WHAT TO DO:
Edit the records from the line containing "each cloud and report bounding boxes." through the line containing "[33,48,286,245]" by changing "sunlit grass" to "sunny grass", and return only those lines with nothing else altered. Leave the pictures out of your answer.

Box annotations for photos

--- START ---

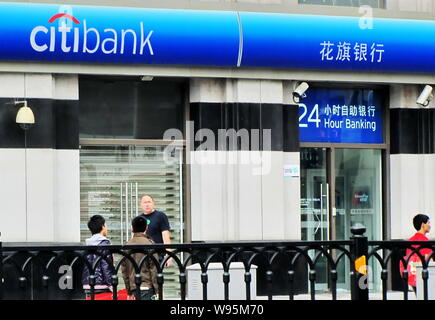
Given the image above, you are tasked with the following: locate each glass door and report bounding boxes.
[334,148,382,290]
[301,148,329,291]
[80,145,183,297]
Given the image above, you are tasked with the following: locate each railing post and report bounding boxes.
[0,240,3,300]
[350,223,369,300]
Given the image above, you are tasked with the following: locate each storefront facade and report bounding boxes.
[0,2,435,262]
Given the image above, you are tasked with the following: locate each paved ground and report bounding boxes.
[257,291,416,300]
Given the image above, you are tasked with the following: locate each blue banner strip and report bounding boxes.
[0,3,435,73]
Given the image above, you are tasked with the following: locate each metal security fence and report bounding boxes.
[0,226,435,300]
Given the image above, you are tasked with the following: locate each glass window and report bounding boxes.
[79,78,184,139]
[299,0,385,9]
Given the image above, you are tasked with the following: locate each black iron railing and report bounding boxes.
[0,226,435,300]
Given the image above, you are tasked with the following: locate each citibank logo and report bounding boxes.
[30,13,154,55]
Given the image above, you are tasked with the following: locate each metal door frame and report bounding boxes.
[79,138,190,243]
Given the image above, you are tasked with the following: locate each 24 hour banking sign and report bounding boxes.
[299,88,383,144]
[0,2,435,73]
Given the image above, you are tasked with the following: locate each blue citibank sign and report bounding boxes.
[0,2,435,73]
[299,88,383,144]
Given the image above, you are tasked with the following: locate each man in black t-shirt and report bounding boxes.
[140,194,172,267]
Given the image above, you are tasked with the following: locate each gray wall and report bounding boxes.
[0,73,80,242]
[190,79,300,241]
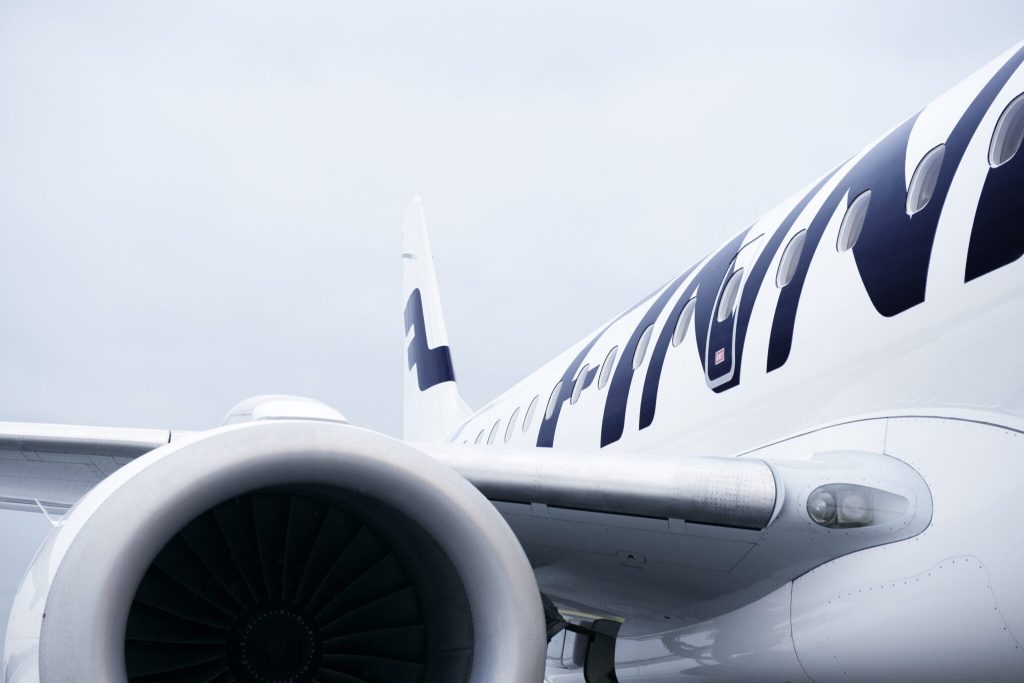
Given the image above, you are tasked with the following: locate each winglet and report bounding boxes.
[401,197,471,441]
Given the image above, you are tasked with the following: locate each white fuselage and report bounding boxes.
[450,41,1024,683]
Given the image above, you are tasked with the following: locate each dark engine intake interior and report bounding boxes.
[125,487,469,683]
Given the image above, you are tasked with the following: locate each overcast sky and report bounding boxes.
[0,0,1024,643]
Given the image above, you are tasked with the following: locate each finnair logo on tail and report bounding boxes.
[406,289,455,391]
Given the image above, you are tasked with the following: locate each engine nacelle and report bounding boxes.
[5,421,546,683]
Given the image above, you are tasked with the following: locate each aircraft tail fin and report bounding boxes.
[401,197,471,441]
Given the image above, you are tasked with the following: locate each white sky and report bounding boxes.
[0,0,1024,643]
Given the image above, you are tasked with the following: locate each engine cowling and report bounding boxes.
[6,421,545,683]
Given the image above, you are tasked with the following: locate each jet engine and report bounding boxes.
[6,420,546,683]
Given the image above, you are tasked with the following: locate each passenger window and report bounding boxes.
[672,297,697,346]
[906,144,946,216]
[836,189,871,252]
[775,230,807,289]
[544,380,562,420]
[522,396,541,431]
[988,94,1024,168]
[505,408,519,443]
[597,346,618,390]
[633,323,654,370]
[569,362,590,404]
[716,268,743,323]
[487,420,502,445]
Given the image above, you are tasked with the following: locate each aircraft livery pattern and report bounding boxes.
[406,288,455,391]
[462,42,1024,447]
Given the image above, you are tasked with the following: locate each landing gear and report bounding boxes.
[541,595,622,683]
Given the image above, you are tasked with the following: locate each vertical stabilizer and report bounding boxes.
[401,197,470,441]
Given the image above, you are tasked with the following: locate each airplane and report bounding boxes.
[0,37,1024,683]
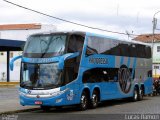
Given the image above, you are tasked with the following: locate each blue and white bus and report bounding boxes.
[10,31,152,110]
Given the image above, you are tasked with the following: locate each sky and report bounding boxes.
[0,0,160,39]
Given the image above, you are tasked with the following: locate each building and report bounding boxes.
[0,23,57,82]
[134,34,160,79]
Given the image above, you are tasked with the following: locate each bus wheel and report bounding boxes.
[91,91,99,108]
[79,92,88,110]
[132,88,138,102]
[138,88,144,100]
[41,106,51,111]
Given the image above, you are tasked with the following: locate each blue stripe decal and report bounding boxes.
[132,58,137,79]
[120,57,124,67]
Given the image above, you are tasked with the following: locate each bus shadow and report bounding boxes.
[31,97,151,114]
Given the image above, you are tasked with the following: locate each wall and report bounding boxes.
[0,24,57,82]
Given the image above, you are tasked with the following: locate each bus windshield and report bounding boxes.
[20,63,63,89]
[24,34,67,58]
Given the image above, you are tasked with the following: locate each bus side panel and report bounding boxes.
[144,77,153,95]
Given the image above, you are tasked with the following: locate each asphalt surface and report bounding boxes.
[10,96,160,120]
[0,88,160,120]
[0,86,36,114]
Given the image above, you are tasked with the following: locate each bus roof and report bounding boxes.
[31,31,151,46]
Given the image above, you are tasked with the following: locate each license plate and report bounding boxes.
[35,101,42,105]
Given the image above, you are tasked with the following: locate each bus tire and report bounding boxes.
[90,90,99,108]
[132,87,138,102]
[79,91,89,111]
[138,87,144,100]
[41,105,51,111]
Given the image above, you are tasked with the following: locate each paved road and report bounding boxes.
[9,96,160,120]
[0,87,35,113]
[0,88,160,120]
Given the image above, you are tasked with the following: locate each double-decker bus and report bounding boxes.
[10,31,152,110]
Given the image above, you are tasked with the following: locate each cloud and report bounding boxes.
[0,0,160,38]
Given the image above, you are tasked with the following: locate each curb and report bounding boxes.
[0,82,19,87]
[0,108,40,115]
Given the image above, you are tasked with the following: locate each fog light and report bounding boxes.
[56,98,62,103]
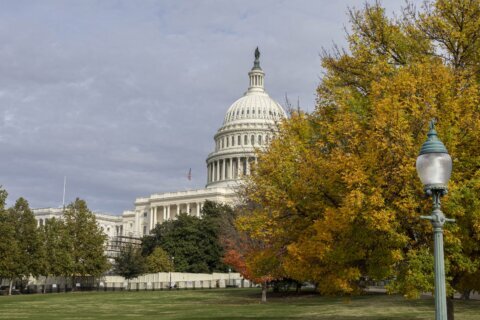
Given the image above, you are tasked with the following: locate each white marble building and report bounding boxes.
[34,49,286,238]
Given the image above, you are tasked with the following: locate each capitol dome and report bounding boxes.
[207,48,287,188]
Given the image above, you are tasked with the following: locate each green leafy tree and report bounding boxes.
[142,201,232,273]
[63,198,110,283]
[146,247,174,273]
[114,243,147,280]
[0,189,21,294]
[8,198,42,296]
[40,218,73,289]
[237,0,480,297]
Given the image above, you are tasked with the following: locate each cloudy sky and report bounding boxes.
[0,0,420,214]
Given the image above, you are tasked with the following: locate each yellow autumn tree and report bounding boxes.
[238,0,480,297]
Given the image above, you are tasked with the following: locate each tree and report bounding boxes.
[40,218,73,291]
[63,198,109,283]
[114,243,147,280]
[238,0,480,297]
[221,205,284,302]
[146,247,174,273]
[0,189,21,294]
[142,201,232,273]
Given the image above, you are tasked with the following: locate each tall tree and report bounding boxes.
[63,198,109,282]
[40,218,73,290]
[142,201,232,273]
[114,243,147,280]
[240,0,480,297]
[0,189,21,294]
[146,247,174,273]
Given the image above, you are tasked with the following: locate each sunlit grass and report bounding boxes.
[0,289,480,320]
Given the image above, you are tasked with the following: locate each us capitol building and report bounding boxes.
[33,48,286,245]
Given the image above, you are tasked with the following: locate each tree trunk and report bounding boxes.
[8,279,13,296]
[462,289,471,300]
[262,282,267,302]
[295,282,302,294]
[447,295,455,320]
[43,276,48,294]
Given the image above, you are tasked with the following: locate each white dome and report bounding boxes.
[207,48,287,188]
[223,92,286,125]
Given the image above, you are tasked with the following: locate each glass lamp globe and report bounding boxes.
[416,121,452,188]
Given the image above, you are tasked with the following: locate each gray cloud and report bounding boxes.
[0,0,420,214]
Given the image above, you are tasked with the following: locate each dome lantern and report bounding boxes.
[247,47,265,94]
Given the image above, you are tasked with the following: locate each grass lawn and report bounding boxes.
[0,289,480,320]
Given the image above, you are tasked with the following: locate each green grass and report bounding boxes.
[0,289,480,320]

--- END ---

SOLUTION BELOW:
Given the image above, you are tasked with the following: locate each cloud and report bounding boxes.
[0,0,160,38]
Given the image above, you are tasked with the following: locate each curb and report bounding boxes.
[0,82,19,87]
[0,108,40,115]
Given the image above, you are tasked with the following: locate each fog light and report bounding boxes.
[56,98,62,103]
Given the image above, you are tasked with the following: locate each white marble building and report bounding boxes.
[34,49,286,238]
Given the image above, you are tasked with the following: locate each capitol dome and report bounding boxes.
[207,48,287,188]
Given the image above, you are tasked with the following: locate each green leafy tree and report bounding boxes.
[142,201,232,273]
[63,198,110,283]
[146,247,174,273]
[114,243,147,280]
[0,189,21,294]
[8,198,42,296]
[40,218,73,289]
[237,0,480,297]
Given the image above, you are tasked with the following: locate each cloudy sky and report bounding boxes.
[0,0,420,214]
Given the image above, you are tasked with the following: locate each yellow autumn tree and report bounding boxes.
[238,0,480,297]
Given the image above, you are tasked with the following: locate each tree and report bounding boxes.
[40,218,73,291]
[63,198,109,283]
[114,243,147,280]
[238,0,480,297]
[221,205,284,302]
[146,247,174,273]
[0,189,21,294]
[142,201,232,273]
Given the image above, you are tasked with the following: locate each tall tree and report bounding boxes.
[63,198,109,282]
[40,218,73,290]
[142,201,232,273]
[114,243,147,280]
[240,0,480,297]
[0,189,21,294]
[146,247,174,273]
Given the image above, you are tasked with the following: locate each sunny grass and report bounding boxes.
[0,289,480,320]
Given the image above, you are tasked with the following: locate each us capitol building and report bounding boxes.
[33,48,286,245]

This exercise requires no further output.